* [BRIEF]: Please report every line in the records below that contains the word "Target", copying each such line in full.
─── SOURCE MATERIAL ───
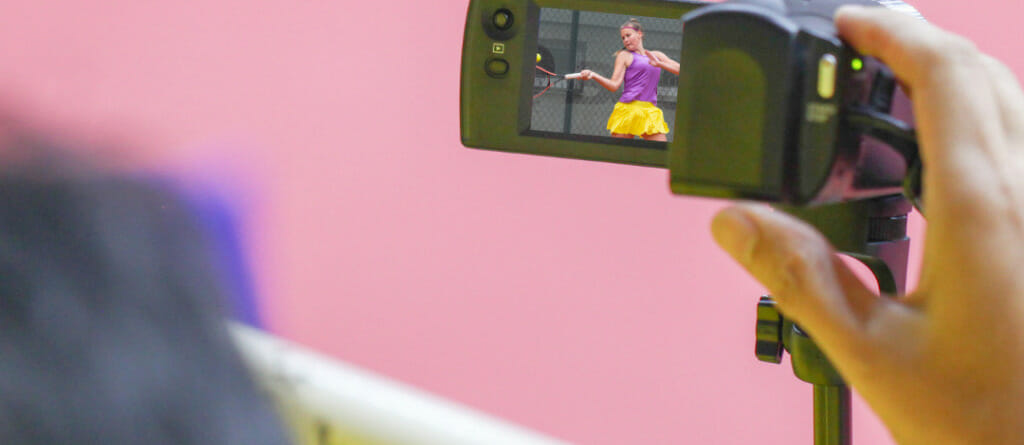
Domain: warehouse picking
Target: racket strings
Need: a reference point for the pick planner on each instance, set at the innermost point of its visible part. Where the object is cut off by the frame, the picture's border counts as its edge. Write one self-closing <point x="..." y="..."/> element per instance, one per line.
<point x="550" y="84"/>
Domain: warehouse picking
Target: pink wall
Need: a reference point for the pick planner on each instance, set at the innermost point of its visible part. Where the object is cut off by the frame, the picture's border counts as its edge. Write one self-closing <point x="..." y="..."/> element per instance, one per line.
<point x="579" y="299"/>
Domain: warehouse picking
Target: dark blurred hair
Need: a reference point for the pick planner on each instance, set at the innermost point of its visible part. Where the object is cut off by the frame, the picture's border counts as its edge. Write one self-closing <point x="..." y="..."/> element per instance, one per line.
<point x="111" y="330"/>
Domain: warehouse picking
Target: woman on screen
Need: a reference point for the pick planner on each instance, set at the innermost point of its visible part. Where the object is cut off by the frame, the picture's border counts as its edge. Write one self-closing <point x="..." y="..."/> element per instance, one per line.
<point x="637" y="71"/>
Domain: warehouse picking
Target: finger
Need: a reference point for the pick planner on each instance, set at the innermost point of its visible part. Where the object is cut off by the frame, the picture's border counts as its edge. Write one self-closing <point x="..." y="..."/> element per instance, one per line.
<point x="951" y="93"/>
<point x="809" y="281"/>
<point x="960" y="121"/>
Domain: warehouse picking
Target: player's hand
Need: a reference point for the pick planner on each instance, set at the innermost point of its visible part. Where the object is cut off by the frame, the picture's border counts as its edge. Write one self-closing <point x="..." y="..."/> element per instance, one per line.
<point x="945" y="363"/>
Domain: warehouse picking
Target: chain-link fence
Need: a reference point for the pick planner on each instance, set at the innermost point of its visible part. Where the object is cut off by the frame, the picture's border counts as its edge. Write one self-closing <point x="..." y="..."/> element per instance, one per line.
<point x="569" y="41"/>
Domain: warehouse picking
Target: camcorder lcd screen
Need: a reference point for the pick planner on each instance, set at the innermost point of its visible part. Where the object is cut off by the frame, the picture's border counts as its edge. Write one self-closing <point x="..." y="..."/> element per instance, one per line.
<point x="570" y="41"/>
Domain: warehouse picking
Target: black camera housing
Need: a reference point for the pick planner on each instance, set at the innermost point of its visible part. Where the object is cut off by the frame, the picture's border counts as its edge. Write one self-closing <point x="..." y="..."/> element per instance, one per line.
<point x="765" y="97"/>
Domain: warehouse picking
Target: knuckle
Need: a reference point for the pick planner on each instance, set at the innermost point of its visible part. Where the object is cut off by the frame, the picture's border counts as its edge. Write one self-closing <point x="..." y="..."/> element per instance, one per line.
<point x="790" y="272"/>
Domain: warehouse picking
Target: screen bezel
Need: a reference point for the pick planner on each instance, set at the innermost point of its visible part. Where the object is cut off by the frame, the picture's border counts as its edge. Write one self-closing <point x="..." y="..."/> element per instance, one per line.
───
* [FINAL RESULT]:
Target: racket strings
Target: pink wall
Target: dark blurred hair
Target: woman on screen
Target: finger
Target: player's hand
Target: chain-link fence
Target: camcorder lcd screen
Target: black camera housing
Target: knuckle
Target: screen bezel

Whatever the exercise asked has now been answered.